* REQUIRED WORK: The records below are to be retyped in full, without any alteration.

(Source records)
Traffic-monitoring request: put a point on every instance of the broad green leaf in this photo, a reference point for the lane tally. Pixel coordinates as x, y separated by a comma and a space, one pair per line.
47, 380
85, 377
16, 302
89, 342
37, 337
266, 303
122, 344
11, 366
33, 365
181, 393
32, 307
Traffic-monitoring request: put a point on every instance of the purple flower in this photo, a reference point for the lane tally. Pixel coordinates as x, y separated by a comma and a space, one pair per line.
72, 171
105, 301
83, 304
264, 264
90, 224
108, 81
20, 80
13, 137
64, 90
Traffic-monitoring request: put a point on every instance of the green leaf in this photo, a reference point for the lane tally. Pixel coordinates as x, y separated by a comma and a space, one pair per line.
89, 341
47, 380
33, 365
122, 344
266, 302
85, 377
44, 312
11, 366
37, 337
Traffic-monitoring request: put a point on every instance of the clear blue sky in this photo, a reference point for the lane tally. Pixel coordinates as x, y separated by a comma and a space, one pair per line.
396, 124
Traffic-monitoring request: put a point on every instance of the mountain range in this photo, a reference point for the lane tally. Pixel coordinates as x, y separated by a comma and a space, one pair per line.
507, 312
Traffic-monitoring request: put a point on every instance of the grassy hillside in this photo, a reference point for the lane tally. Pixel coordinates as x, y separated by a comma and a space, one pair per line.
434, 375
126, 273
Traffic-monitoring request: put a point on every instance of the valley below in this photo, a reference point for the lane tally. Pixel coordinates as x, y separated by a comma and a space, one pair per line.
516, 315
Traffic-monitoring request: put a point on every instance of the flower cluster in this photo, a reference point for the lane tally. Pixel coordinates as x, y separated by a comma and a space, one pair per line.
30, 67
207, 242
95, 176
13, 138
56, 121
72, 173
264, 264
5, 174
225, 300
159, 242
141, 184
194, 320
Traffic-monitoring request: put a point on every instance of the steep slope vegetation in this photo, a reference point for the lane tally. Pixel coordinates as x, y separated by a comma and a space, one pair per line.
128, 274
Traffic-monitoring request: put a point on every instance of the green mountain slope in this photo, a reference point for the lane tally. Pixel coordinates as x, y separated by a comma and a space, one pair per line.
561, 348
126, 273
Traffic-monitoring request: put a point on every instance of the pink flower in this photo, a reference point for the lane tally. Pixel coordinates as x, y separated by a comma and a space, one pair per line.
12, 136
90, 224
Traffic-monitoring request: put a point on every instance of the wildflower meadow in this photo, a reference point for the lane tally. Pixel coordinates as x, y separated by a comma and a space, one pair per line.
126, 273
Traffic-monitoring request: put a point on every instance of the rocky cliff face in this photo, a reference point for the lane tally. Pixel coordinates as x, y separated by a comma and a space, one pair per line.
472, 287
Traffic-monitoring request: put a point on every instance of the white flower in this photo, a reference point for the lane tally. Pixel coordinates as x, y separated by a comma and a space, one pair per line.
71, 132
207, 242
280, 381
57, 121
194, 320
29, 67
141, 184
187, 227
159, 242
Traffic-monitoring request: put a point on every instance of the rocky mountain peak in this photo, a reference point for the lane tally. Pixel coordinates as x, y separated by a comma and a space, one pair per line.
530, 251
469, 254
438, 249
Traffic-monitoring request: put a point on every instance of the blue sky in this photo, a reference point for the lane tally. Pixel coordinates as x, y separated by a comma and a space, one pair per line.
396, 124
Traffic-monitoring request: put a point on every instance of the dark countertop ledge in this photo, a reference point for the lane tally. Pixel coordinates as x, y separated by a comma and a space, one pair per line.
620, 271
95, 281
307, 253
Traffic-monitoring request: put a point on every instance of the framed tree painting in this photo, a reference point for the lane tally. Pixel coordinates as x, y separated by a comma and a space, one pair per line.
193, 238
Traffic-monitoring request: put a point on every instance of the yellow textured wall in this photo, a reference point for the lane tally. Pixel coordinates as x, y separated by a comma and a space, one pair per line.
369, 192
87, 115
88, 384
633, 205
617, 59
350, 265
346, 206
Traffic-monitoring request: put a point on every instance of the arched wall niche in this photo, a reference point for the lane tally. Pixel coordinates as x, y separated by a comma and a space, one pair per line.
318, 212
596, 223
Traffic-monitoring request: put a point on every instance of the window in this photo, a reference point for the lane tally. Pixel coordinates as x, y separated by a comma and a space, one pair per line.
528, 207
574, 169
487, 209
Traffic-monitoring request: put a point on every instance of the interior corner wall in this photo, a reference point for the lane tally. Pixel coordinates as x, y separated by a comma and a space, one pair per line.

* ANSWER SECTION:
Traffic-monitoring request: put a point on every instance of the broad green leaf in this photo, a reference point for the lane tally. Pixel coordinates as x, y separated by a comma and a space, one pair per line.
47, 380
85, 377
16, 302
89, 342
37, 337
266, 303
122, 344
11, 366
33, 365
181, 393
32, 307
Traffic-monitoring request: put a point on every instance of the purple flower in this photo, a reference point for the lane tally. Pixel coordinates as x, y separated by a comma and a space, one pair per line.
72, 171
105, 301
83, 304
264, 264
90, 224
108, 81
20, 80
13, 137
64, 90
Traffic-monitoring request: put a point on every instance of the green leaf in this photo, a reference point for the lane tally. Pixel coordinates as x, y separated by a comma and a space, one pair per line.
89, 341
47, 380
33, 365
122, 344
266, 302
85, 377
44, 312
11, 366
37, 337
Traffic-monitoring request: put a point on every instance of the clear blue sky in this photo, a reference point for the lane tally. Pixel coordinates as x, y separated by a comma and a space, one pair per line.
396, 124
Traffic-monitoring request: put a point on every instance of the mountain range in this photo, a reference point for the lane tally. Pixel coordinates as x, y separated by a comma and a space, one pair per line.
507, 312
Traffic-monitoring request: put a point on every instance of the grassy hillside in this photo, a reference point for the lane tally. Pixel coordinates as x, y separated by a comma and a space, one pair per line.
434, 375
126, 273
Traffic-monitoring request: put a point on every instance of the valley below in this photo, a reference point for the lane tally. Pixel coordinates as x, y separated by a comma and a space, one pair per line.
516, 315
Traffic-monitoring request: put a point on every instance of the flower cluster in this photo, a reference point for the lane tally. Pixel coordinates as x, y separated by a comma and a space, one pair per line.
30, 67
207, 242
95, 176
13, 138
56, 121
72, 173
264, 264
5, 174
225, 300
159, 242
141, 184
194, 320
Traffic-monitoring request: put a point on every instance of the steep slope vegetation in this photo, a reference point for the lane tally. Pixel coordinates as x, y separated by a comma and a space, one pair per line.
128, 274
Traffic-monitoring request: put a point on every instance of the green mountain slope in this photo, a reference point for the lane tally. Pixel coordinates as x, y separated by a comma and a space, one pair per line.
561, 348
126, 273
Traffic-monitoring request: put a point on every instance of the pink flower in this photo, a reference point for the lane tally. Pixel coordinates as x, y separated by a comma and a space, one pair per line.
12, 136
90, 224
Traffic-monitoring request: put a point on every instance of the wildflower meadow in this photo, a reference point for the lane tally. Pixel coordinates as x, y separated by a comma and a space, one pair per line.
126, 273
Traffic-monitoring request: put a point on every instance of the rocky cliff face in this photo, a reference point for the lane tally. Pixel coordinates as x, y separated by a comma and a space, one pair per line.
472, 287
Traffic-monitoring request: put a point on every instance of the white flower in this photo, a reference point for the lane tally. Pixel coordinates as x, y separated by a comma and a space, one pair per line.
71, 132
207, 242
280, 381
57, 121
194, 320
29, 67
141, 184
187, 227
159, 242
Traffic-monitoring request: put a point on every instance of the rocky mountain peak in this photo, a reference point for the lane tally. Pixel coordinates as x, y separated by a comma and a space, one pair per line.
530, 251
469, 254
438, 249
Traffic-monitoring request: put a point on every instance of the blue sky in this photo, a reference point for the lane tally. Pixel coordinates as x, y separated by a comma and a space, one pair per line.
396, 124
Traffic-monitoring request: put a point on every instance of the dark countertop ledge in this photo, a reference point for the lane tally. Pixel coordinates as x, y separated by a comma and a space, one pair per line.
620, 271
95, 281
307, 253
Traffic-monitoring request: put a point on every instance of the framed tree painting in this photo, a reference point for the lane tally. Pixel coordinates as x, y separated by a comma and a space, one pair per line.
193, 238
Traffic-monitoring request: put a point on every instance of the yellow textured wall in this photo, a reference point for the lane tally. Pixel coordinates as x, y separated by a comma and a space, one pair per line.
369, 192
87, 115
88, 384
633, 205
617, 59
350, 265
346, 206
Traffic-monitoring request: put a point on every instance of the arched wall niche in this photo, a reference point for the lane tally. Pixel coordinates as x, y separated by a comma and a space, one pair per line.
318, 212
596, 223
Traffic-monitoring request: put a point on every instance of the window in this photo, a reference point for the lane tally. Pixel coordinates as x, y separated by a comma and a space, one pair per line.
528, 207
574, 169
487, 209
Traffic-monitoring request: put a point on every instance of the interior corner wall in this photo, a reference point for the lane tally. Pixel coordinates as x, y separated by a comma and a space, one pair per line.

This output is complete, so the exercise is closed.